What to work on:
- 1) Translate this sentence from the Santo Tomas Guerrilla Unit history into Spanish: "The Santo Tomas Guerrilla Unit was an outfit formed and operated out of northern Batangas, with its headquarters located on a hill in Mount Makiling near the town of Santo Tomas."
- 2) According to the Santo Tomas Guerrilla Unit history, who commanded the unit?
- 3) Resume the Santo Tomas Guerrilla Unit history, writing on from its final sentence.

A History of the Santo Tomas Guerrilla Unit PQOG - Batangas History, Culture and Folklore A History of the Santo Tomas Guerrilla Unit PQOG - Batangas History, Culture and Folklore

A History of the Santo Tomas Guerrilla Unit PQOG

The Santo Tomas Guerrilla Unit was an outfit formed and operated out of northern Batangas, with its headquarters located on a hill in Mount Makiling near the town of Santo Tomas. The outfit was commanded by one former Captain in the USAFFE named Lorenzo Talatala and would later become affiliated with the President Quezon’s Own Guerrillas (PQOG), one of the large guerrilla organizations operating in Luzon. In this document1 is provided a brief history of the Santo Tomas Guerrilla Unit, written as among the requirements for the unit’s application for official recognition by the United States Army.

Dataset excerpt

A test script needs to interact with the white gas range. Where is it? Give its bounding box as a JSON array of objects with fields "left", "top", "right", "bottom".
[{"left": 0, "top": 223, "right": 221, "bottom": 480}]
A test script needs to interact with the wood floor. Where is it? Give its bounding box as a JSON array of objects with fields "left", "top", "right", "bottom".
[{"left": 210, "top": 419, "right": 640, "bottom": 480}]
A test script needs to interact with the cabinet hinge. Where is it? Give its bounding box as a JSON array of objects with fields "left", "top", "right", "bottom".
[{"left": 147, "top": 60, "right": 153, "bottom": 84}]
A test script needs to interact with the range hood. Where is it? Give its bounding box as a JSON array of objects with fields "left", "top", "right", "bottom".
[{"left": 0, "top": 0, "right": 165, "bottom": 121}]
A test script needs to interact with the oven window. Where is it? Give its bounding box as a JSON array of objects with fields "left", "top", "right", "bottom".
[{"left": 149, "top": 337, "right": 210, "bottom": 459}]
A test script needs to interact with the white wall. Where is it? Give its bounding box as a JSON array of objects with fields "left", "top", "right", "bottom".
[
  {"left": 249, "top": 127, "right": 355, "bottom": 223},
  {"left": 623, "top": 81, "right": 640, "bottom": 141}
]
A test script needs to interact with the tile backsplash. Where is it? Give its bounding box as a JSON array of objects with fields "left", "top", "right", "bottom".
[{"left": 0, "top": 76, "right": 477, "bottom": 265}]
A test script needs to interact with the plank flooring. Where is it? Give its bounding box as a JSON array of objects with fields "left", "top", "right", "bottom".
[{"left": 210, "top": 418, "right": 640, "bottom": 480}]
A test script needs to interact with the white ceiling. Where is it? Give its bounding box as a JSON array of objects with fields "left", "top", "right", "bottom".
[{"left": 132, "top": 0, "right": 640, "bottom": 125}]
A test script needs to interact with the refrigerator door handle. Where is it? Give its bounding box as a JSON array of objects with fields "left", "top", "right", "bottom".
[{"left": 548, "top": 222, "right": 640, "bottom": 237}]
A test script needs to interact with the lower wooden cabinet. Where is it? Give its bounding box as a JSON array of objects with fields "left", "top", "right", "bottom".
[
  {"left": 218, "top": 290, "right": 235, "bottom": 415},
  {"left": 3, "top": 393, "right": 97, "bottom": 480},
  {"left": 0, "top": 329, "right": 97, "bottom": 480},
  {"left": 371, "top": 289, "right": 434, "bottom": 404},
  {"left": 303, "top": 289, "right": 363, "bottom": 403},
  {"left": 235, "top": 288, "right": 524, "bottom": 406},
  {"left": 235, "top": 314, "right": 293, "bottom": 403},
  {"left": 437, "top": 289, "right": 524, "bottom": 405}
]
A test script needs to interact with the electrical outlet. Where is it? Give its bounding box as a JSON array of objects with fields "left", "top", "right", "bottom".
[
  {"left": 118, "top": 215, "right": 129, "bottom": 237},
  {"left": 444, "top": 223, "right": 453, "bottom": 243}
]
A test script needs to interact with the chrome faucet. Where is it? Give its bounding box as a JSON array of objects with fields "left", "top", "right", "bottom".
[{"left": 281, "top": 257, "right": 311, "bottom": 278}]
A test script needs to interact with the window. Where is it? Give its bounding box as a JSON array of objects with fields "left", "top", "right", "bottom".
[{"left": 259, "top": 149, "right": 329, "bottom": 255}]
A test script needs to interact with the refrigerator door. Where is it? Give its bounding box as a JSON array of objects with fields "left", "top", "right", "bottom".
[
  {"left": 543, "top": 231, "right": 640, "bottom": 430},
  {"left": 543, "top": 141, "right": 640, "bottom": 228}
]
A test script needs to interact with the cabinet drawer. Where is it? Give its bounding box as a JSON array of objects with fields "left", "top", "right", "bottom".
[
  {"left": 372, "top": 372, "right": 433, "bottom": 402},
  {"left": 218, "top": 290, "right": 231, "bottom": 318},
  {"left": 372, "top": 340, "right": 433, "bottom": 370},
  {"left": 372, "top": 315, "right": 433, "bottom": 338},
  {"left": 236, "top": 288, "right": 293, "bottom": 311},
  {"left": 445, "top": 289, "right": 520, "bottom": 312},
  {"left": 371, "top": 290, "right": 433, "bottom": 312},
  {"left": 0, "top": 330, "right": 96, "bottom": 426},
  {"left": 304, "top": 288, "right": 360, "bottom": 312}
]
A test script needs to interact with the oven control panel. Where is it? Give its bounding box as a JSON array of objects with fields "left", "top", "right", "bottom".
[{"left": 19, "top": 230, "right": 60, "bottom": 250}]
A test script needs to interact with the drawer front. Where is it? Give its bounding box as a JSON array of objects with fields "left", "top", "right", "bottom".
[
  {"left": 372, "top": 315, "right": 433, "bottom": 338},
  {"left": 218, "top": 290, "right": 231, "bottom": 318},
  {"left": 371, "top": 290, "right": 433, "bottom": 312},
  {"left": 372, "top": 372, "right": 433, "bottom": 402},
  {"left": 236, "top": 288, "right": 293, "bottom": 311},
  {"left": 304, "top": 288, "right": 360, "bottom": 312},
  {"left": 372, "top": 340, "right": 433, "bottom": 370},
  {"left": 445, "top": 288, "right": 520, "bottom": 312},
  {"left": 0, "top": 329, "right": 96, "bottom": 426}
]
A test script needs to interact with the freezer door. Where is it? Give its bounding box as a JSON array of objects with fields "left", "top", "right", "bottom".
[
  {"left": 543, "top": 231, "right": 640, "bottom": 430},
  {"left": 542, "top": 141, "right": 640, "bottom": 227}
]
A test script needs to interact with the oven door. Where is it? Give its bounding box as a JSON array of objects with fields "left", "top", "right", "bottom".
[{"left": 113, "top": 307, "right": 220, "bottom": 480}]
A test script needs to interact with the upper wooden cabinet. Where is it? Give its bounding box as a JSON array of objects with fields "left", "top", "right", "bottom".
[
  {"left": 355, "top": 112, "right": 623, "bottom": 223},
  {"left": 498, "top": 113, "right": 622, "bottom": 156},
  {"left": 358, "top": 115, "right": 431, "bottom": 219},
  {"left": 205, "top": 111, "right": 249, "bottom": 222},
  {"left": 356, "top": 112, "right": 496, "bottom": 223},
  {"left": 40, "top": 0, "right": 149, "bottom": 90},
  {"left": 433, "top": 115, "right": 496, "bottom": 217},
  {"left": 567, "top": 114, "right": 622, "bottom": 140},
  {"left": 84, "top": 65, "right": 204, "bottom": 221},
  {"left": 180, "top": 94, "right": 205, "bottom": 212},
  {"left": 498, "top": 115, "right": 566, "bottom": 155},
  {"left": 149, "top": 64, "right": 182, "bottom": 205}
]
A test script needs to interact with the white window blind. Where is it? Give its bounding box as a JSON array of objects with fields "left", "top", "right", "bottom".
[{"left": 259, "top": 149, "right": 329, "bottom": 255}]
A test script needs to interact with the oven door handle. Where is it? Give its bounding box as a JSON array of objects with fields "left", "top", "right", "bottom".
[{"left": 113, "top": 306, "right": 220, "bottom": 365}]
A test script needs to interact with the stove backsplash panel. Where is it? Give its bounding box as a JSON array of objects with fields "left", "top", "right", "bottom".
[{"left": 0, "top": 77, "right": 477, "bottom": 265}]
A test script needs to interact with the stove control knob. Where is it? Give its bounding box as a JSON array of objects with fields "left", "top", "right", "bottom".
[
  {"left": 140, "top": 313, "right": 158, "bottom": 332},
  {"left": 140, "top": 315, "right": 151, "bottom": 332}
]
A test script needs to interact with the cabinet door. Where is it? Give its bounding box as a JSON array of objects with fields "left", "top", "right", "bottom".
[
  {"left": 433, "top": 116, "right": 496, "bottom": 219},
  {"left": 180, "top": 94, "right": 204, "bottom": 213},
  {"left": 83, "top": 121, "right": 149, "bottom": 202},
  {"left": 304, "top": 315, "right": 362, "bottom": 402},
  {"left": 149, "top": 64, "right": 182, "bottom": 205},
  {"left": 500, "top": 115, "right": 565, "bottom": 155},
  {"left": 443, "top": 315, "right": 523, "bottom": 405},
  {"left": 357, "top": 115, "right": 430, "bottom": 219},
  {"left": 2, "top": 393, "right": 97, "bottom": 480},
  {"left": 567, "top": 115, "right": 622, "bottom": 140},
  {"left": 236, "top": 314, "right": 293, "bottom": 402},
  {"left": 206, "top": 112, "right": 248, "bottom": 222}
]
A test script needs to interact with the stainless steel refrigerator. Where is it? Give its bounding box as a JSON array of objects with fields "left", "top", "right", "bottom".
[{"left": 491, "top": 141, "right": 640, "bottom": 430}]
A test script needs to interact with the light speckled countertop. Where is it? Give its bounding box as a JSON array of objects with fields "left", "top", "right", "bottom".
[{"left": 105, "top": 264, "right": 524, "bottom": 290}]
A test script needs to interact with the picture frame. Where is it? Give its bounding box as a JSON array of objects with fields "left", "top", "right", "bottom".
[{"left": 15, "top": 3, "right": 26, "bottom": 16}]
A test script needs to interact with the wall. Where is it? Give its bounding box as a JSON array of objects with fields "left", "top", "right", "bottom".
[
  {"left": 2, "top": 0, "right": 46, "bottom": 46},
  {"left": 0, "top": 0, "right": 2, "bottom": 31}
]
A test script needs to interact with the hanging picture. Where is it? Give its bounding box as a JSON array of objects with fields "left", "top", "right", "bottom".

Expected results:
- 1) La Unidad Guerrillera de Santo Tomas fue un grupo formado en el norte de Batangas y que operaba desde allí, con su cuartel general ubicado en una colina del monte Makiling, cerca del pueblo de Santo Tomas.

- 2) Lorenzo Talatala, a former Captain in the USAFFE.

- 3)
Guerrilla Files

[p. 1]


In September 1942, still recuperating from illness contracted from the Capas Concentration Camp at Capas, Tarlac, but nevertheless with the same and even more desire to help the cause for which he, like the thousands of his comrades-in-arms fought, bled and died in Bataan, Lt Col LORENZO N TALATALA, then Captain of the USAFFE, conferred with Major PABLO T MENDOZA, then civilian, about the gathering of all arms and ammunition then in the hands of the civilian inhabitants of their barrio, Ulango, Tanauan, Batangas, for the purpose of organizing a resistance movement against the Japanese who then were confiscating firearms from the people of the municipality. The idea was approved by the latter who immediately convinced his barrio people to turn over to him the arms in their possession, including rifles, revolvers and home-made guns.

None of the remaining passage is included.